Records of labeled points:
## begin
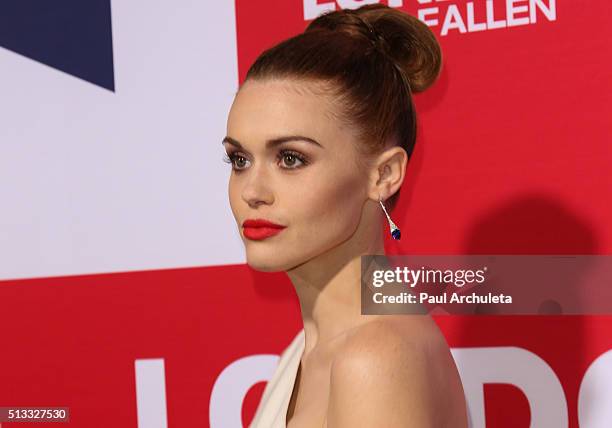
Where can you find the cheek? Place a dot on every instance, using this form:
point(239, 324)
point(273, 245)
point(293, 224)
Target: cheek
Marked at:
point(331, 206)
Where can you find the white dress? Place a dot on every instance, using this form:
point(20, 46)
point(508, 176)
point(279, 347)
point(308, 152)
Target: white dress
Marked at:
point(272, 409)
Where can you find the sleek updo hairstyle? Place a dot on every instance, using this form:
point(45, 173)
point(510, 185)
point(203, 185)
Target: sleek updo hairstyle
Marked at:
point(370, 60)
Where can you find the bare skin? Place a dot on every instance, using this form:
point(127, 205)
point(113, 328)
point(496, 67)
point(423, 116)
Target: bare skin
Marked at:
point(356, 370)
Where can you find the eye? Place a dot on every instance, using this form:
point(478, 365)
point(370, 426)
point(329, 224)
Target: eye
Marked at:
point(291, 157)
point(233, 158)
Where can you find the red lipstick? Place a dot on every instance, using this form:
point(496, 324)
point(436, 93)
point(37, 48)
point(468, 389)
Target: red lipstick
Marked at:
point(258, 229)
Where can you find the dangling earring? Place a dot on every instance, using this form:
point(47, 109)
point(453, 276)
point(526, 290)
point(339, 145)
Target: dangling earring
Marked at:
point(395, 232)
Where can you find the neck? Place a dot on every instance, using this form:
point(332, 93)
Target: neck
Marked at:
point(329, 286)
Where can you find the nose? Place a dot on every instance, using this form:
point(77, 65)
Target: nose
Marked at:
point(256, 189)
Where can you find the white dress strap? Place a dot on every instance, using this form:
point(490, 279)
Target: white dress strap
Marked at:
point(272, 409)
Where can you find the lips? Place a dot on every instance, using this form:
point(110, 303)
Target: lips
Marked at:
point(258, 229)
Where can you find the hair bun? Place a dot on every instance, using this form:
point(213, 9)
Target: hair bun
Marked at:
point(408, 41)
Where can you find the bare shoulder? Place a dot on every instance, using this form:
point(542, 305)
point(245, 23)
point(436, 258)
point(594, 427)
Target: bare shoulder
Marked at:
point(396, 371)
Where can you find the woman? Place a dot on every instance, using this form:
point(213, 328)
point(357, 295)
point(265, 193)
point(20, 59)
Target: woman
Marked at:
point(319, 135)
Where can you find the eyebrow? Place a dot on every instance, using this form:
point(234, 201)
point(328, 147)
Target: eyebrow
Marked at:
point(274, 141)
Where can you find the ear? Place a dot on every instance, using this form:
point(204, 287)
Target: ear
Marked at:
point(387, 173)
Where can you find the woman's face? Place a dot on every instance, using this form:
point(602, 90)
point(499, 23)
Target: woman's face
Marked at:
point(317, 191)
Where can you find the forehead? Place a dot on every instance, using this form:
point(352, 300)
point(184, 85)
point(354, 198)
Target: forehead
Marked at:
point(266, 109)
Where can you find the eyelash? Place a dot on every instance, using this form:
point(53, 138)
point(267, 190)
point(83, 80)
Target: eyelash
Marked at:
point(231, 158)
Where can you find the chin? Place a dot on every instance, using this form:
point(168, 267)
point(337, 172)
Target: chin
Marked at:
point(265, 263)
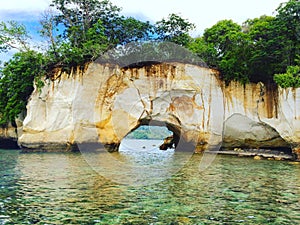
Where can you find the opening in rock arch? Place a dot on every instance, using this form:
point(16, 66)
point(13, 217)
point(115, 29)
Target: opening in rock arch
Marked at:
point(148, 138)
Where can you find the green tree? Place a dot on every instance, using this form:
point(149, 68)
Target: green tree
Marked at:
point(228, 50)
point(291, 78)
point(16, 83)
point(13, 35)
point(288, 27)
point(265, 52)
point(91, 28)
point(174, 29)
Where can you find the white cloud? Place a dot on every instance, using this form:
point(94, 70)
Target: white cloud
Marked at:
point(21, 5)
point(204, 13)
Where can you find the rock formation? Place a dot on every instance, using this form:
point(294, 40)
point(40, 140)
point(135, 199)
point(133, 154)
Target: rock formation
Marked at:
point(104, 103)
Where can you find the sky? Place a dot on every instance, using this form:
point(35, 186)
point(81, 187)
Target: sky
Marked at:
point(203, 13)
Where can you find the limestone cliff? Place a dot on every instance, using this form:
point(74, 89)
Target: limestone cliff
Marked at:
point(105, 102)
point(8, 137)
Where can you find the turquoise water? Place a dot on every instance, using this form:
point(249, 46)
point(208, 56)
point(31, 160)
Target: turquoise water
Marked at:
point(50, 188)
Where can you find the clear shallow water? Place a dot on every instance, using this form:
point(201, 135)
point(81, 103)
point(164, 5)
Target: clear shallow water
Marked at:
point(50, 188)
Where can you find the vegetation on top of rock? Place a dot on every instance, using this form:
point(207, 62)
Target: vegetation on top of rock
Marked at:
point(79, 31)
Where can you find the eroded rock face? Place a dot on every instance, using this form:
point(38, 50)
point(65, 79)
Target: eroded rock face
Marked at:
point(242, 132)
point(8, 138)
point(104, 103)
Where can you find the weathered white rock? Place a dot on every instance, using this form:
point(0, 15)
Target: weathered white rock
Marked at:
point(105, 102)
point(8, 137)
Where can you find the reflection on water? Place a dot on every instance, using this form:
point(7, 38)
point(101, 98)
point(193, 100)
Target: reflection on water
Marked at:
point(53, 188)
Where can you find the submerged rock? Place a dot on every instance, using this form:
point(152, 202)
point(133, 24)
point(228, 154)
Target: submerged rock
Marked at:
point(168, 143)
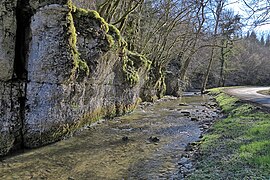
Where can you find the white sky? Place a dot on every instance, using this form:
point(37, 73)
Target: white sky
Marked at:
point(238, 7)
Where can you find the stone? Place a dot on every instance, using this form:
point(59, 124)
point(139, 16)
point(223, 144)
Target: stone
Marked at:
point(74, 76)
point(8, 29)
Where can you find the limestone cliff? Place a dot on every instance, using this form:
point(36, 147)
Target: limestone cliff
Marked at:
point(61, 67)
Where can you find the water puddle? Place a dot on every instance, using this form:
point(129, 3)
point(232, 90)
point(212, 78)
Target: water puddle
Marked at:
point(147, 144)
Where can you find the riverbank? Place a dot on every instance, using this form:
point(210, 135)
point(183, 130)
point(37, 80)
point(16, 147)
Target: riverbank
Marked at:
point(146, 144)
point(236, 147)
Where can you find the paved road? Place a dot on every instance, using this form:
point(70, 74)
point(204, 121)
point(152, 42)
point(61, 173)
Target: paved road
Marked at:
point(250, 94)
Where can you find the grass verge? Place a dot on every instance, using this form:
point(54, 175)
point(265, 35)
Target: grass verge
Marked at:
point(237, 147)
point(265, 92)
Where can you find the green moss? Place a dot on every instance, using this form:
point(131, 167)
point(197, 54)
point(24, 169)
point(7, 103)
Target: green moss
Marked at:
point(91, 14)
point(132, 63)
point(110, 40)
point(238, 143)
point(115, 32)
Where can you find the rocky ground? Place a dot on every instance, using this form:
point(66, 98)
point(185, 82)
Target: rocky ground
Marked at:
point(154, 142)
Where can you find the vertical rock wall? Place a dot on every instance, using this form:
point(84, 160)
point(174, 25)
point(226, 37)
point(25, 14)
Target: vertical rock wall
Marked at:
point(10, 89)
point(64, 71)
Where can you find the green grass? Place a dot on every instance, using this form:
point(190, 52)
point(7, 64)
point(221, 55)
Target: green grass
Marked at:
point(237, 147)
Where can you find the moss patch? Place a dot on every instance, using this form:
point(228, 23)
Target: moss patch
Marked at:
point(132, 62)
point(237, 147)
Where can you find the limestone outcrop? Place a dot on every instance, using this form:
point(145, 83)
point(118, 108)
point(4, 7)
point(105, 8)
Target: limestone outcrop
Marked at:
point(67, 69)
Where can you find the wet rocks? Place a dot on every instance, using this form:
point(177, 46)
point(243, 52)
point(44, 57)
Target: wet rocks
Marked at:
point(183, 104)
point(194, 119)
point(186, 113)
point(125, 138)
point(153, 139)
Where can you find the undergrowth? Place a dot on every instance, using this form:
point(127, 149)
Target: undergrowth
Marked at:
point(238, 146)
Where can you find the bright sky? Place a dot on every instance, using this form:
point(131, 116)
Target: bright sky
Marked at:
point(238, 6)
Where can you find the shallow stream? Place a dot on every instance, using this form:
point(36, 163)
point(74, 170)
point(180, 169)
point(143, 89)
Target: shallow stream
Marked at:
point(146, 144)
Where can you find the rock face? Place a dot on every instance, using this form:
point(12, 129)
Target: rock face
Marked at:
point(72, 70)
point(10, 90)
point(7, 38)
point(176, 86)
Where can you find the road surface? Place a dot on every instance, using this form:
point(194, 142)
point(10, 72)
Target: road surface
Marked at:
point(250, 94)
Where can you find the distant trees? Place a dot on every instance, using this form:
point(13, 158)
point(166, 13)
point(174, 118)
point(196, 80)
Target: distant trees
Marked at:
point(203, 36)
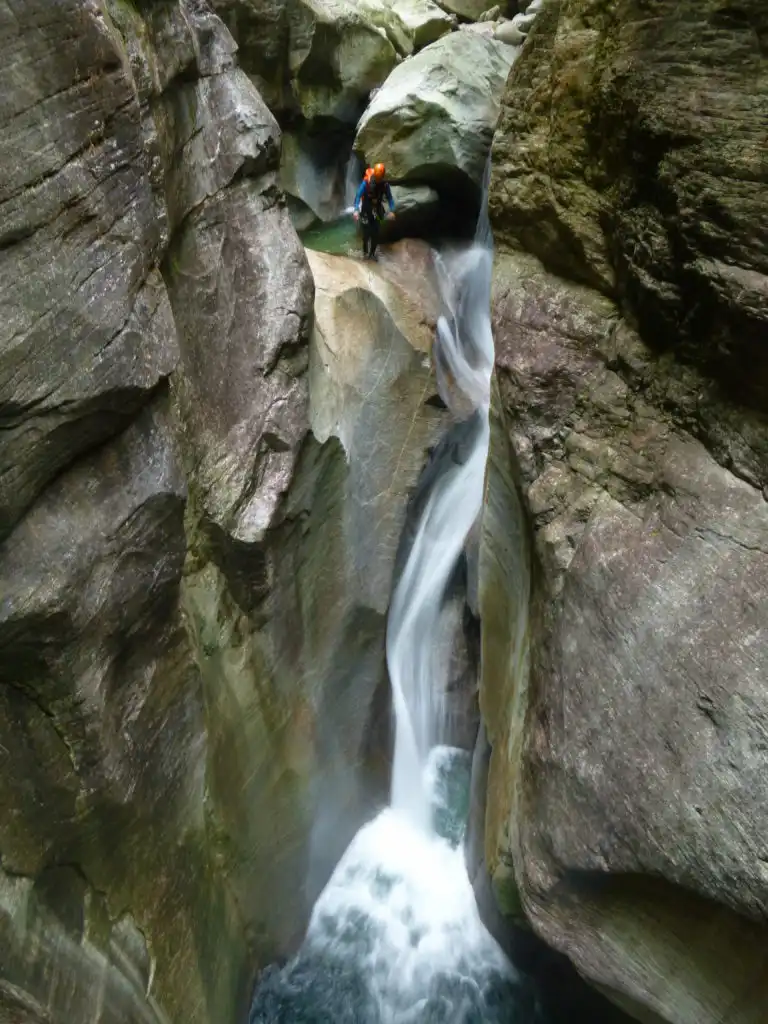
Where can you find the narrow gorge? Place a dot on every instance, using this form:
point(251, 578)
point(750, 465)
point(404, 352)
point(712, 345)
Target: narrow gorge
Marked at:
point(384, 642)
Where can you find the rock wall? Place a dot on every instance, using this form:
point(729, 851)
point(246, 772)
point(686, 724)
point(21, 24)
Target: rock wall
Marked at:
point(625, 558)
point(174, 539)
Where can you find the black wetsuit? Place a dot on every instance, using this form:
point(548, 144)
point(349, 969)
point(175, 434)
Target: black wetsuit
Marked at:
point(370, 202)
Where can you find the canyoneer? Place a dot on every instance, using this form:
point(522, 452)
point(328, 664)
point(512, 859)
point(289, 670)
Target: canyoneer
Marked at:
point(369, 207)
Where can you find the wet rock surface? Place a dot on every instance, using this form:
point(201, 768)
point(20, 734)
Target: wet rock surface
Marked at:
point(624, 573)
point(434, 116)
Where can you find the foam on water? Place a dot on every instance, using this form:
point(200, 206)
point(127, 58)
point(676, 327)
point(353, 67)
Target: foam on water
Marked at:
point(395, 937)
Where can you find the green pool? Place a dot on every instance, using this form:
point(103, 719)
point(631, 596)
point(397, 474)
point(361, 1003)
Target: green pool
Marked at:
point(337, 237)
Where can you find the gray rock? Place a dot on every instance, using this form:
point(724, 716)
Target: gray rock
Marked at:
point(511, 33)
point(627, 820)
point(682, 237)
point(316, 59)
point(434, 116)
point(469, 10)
## end
### TASK DIRECTIONS
Exactly and only the lines from the one containing "Where can you find the foam" through the end of the material are to be reproduced, both ends included.

### SOLUTION FOR THIS PROBLEM
Where can you find the foam on water? Place a dot on every instance, using this form:
point(200, 206)
point(127, 58)
point(676, 327)
point(353, 67)
Target: foam on water
Marked at:
point(395, 937)
Where can you find the green pool? Place a dot on every instance, using this form:
point(103, 719)
point(631, 596)
point(397, 474)
point(361, 1003)
Target: green pool
Marked at:
point(337, 237)
Where can you find the gray rock? Place a dot on every instance, using this form:
point(724, 716)
Target: gray rock
Marked at:
point(511, 33)
point(627, 820)
point(682, 237)
point(316, 59)
point(434, 116)
point(469, 10)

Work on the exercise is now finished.